Problem requirements
Transcribe word for word the lines below from the line with "Kindly mark the innermost point of each instance of the shoulder" through the line with "blouse shown above.", ends included.

Saved entries:
◆ ◆ ◆ ◆ ◆

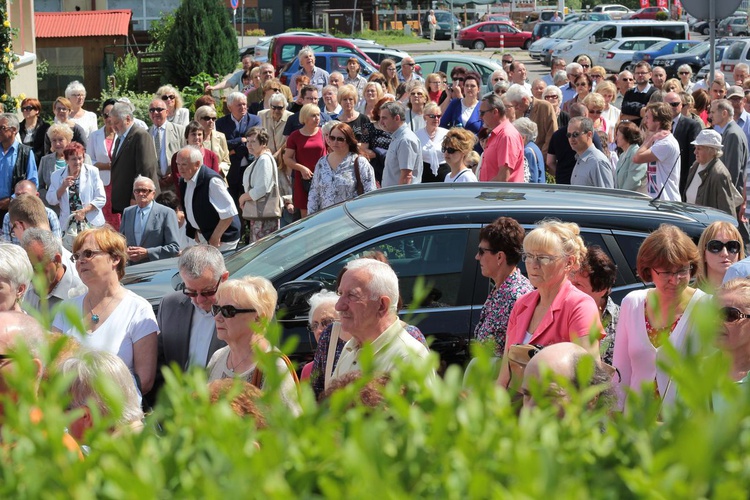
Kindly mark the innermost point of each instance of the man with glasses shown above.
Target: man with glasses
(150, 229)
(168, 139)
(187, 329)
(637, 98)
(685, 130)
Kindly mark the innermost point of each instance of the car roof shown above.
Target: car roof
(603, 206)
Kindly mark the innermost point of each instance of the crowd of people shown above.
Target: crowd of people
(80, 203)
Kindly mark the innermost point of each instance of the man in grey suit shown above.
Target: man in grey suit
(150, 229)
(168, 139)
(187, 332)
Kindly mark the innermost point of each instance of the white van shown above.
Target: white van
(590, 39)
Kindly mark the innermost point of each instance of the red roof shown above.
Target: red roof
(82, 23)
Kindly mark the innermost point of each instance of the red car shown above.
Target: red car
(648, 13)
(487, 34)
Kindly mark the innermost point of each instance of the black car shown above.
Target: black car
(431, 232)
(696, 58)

◆ ◆ ◆ ◆ ◆

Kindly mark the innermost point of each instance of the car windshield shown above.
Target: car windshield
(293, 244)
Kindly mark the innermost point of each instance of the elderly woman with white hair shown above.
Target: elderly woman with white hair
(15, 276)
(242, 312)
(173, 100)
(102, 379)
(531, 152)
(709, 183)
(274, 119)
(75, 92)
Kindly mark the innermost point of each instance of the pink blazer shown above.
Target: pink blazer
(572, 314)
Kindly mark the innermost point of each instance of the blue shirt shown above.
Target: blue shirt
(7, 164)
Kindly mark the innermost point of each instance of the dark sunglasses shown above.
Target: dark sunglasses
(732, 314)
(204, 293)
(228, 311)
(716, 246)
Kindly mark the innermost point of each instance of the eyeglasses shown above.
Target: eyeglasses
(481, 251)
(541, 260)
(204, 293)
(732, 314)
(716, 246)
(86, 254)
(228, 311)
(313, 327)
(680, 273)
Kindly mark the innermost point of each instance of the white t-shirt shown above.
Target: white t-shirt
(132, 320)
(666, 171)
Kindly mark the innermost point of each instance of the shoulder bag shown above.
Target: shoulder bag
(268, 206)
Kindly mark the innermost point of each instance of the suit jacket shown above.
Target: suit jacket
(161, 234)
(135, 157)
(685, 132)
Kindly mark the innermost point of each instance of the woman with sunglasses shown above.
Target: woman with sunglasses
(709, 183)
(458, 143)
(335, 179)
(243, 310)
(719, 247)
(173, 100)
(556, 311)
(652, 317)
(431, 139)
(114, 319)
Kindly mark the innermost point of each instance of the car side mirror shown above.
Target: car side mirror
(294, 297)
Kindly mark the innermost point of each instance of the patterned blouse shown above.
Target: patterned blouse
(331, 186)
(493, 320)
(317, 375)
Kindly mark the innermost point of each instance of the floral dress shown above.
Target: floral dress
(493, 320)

◆ ◆ ◆ ◆ ◆

Written response
Kindly mark the innermost point of each instance of the shoulder bag shown above.
Target: shoulder bag
(268, 206)
Kindly mark the innermost point of each instance of the suit jacket shown above.
Target: suit jacket
(161, 234)
(135, 157)
(685, 132)
Kindly mark the innermost point of each instance of the woman with sunglasses shown above.
Target: woman with sunglasses
(709, 183)
(458, 143)
(335, 179)
(243, 310)
(719, 247)
(173, 100)
(556, 311)
(652, 317)
(431, 139)
(114, 319)
Kindly mark the innermost point of each instance of the car side mirror shown above.
Target: car side mirror
(294, 297)
Kindly mark the innermost point of each instance of the patterned blouse shown above.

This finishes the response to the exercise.